>>>

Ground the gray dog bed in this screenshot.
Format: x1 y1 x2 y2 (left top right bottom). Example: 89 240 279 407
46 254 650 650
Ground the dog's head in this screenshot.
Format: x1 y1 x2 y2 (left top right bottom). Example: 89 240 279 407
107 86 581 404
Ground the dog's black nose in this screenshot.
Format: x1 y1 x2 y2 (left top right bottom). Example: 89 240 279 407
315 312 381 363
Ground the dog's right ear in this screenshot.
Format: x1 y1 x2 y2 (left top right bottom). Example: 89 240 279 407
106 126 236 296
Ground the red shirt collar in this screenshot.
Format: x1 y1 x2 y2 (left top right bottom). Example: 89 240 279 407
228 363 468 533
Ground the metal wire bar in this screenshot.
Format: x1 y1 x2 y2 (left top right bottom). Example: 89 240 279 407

<<<

#### [Action item]
Report each line in the data above that holds the word "screenshot" by copying it.

#### [Written response]
Ground the gray dog bed in this screenshot.
Ground the dog's head in this screenshot.
Ground the dog's black nose in this screenshot.
Ground the dog's right ear in this screenshot.
Ground the red shirt collar in this screenshot.
Ground the metal wire bar in this screenshot.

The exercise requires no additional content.